Exercises to complete:
1. Duplicate the part of the Civil War passage that opens with the words containing "Anson Hemingway of" and closes with "met with atrocity.".
2. Answer these questions from the Civil War passage:
(a) With which unit did Anson Hemingway volunteer as a first lieutenant?
(b) How many prisoners were captured and shot by the colored soldiers?
(c) Where did Grant have Lee under siege?

Anson Hemingway of the 72nd Illinois was on picket duty on the Mississippi-Louisiana border in the summer of 1864 with a unit of colored troops. He had volunteered as a first lieutenant with the 70th U.S. Colored Infantry and was no longer a naive private. Atrocity, he decided, should be met with atrocity.

“A scouting party was sent out from here, in which was a company of colored cavalry commanded by the colonel of a colored regiment,” he wrote home. “After marching some distance, they came upon the party of whom they were in pursuit. There were seventeen prisoners captured and shot by the colored soldiers. When the guerillas were first seen, the colonel told them in a loud tone of voice to ‘Remember Fort Pillow.’ And they did: all honor to them for it. If the Confederacy wish to fight us on these terms, we are glad to know it, and will try to do our part in the contest. I do not admire the mode of warfare, but know of no other way for us to end the war than to retaliate.”

It seemed as if the conflict would continue interminably, even as the end was inevitable. Grant had Lee under siege at Petersburg, and Sherman controlled the Deep South, that part of it he hadn’t destroyed—still, surrender didn’t come. Starr tried to gauge the progress of the war from the attitude of the Confederate prisoners taken at Franklin and Nashville. “Some say the war is near over some say it will never end,” he wrote, “… some were tired of fighting and some others declared they meant to fight to the last men.”

To Newton, it seemed like years since he had rested. His animal-like existence in the swamp had worn him down, and so had the weight of responsibility, of protecting so many people: his men, Rachel, his wife and children, the local slave community, and yeoman families who counted on him. He was more fugitive than free. “I have only the freedom of the air I breathe,” he is supposed to have said to his cousin Alpheus. “I do not have the freedom of a slave, for a slave can lie down and sleep, unless his belly pinches to keep him awake.”

[Data extracted from a collection]
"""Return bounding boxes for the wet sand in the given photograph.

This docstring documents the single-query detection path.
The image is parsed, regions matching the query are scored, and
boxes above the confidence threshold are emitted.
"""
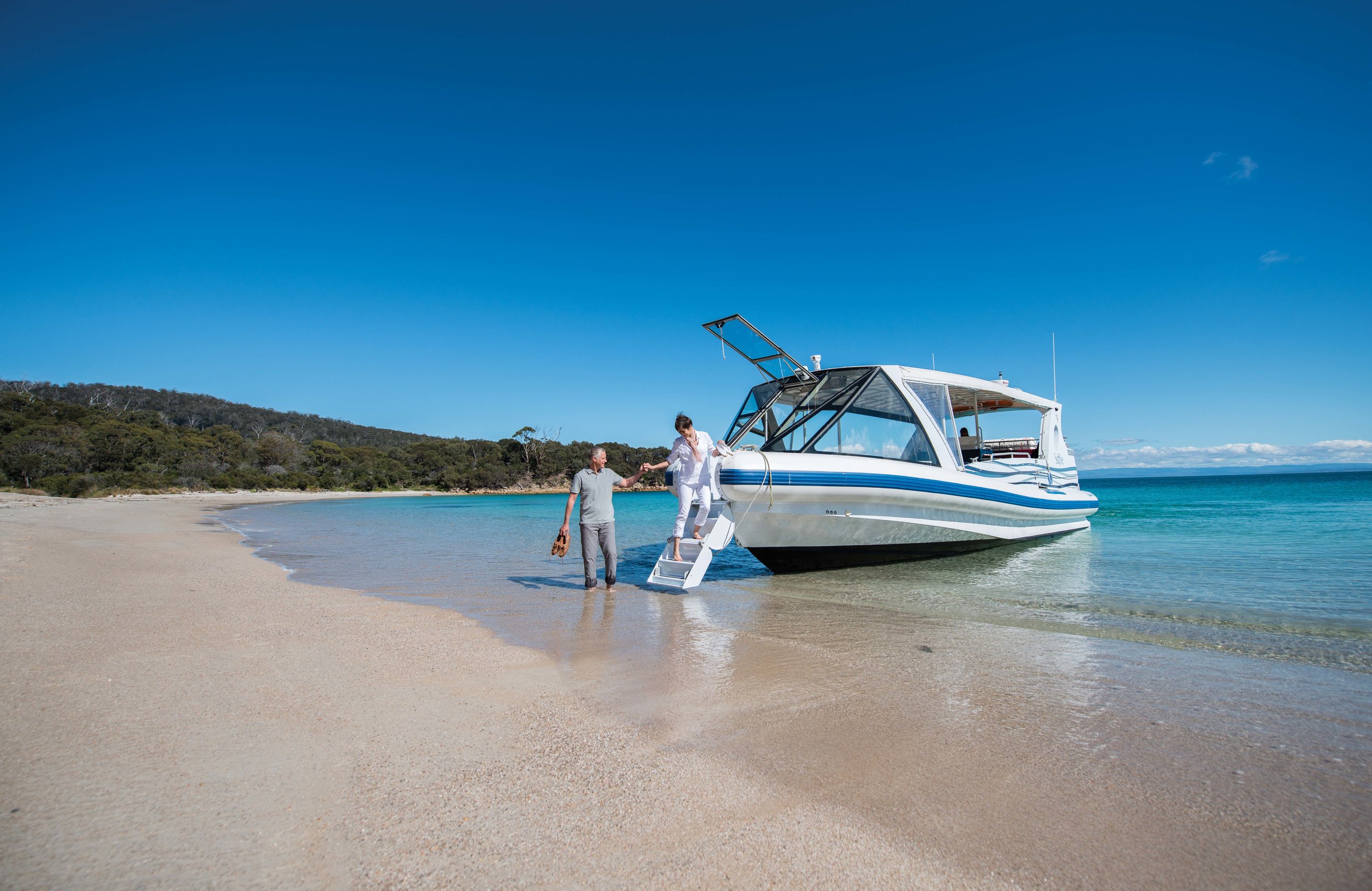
[0,495,995,888]
[0,495,1372,888]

Answers:
1.
Anson Hemingway of the 72nd Illinois was on picket duty on the Mississippi-Louisiana border in the summer of 1864 with a unit of colored troops. He had volunteered as a first lieutenant with the 70th U.S. Colored Infantry and was no longer a naive private. Atrocity, he decided, should be met with atrocity.

2.
(a) The 70th U.S. Colored Infantry
(b) Seventeen
(c) Petersburg